### YOUR TASK
Copy out every line of the records below, shifting each x and y coordinate in the answers up by 119. Keep every other line, including the coordinates that come before each answer, as it stands.
==== MATERIAL PROVIDED ====
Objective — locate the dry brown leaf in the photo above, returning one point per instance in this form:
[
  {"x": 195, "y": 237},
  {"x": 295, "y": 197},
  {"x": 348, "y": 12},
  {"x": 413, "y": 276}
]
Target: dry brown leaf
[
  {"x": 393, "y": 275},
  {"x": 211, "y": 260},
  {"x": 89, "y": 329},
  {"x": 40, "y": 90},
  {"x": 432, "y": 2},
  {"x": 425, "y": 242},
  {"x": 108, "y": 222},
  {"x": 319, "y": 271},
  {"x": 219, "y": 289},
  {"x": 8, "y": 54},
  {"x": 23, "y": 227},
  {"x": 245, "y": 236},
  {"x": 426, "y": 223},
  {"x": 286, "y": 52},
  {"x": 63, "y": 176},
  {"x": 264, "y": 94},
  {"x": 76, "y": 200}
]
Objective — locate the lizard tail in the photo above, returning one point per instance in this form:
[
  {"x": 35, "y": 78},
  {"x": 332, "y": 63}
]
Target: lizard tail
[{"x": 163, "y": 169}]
====
### SOLUTION FOR THIS EXERCISE
Objective — locate the dry brown leaf in the photo above, returning one point per instance in this form:
[
  {"x": 195, "y": 237},
  {"x": 295, "y": 197},
  {"x": 348, "y": 12},
  {"x": 413, "y": 276}
]
Target: dry brown leaf
[
  {"x": 512, "y": 394},
  {"x": 330, "y": 379},
  {"x": 208, "y": 448},
  {"x": 159, "y": 209},
  {"x": 551, "y": 121},
  {"x": 544, "y": 361},
  {"x": 227, "y": 341},
  {"x": 438, "y": 390},
  {"x": 338, "y": 408},
  {"x": 127, "y": 173},
  {"x": 142, "y": 346},
  {"x": 364, "y": 355},
  {"x": 545, "y": 342},
  {"x": 405, "y": 171},
  {"x": 182, "y": 295},
  {"x": 383, "y": 213},
  {"x": 195, "y": 319}
]
Objective — locate the lizard tail in the photo above, returning one point per instance in this form:
[
  {"x": 35, "y": 78},
  {"x": 332, "y": 63}
]
Target: lizard tail
[{"x": 282, "y": 288}]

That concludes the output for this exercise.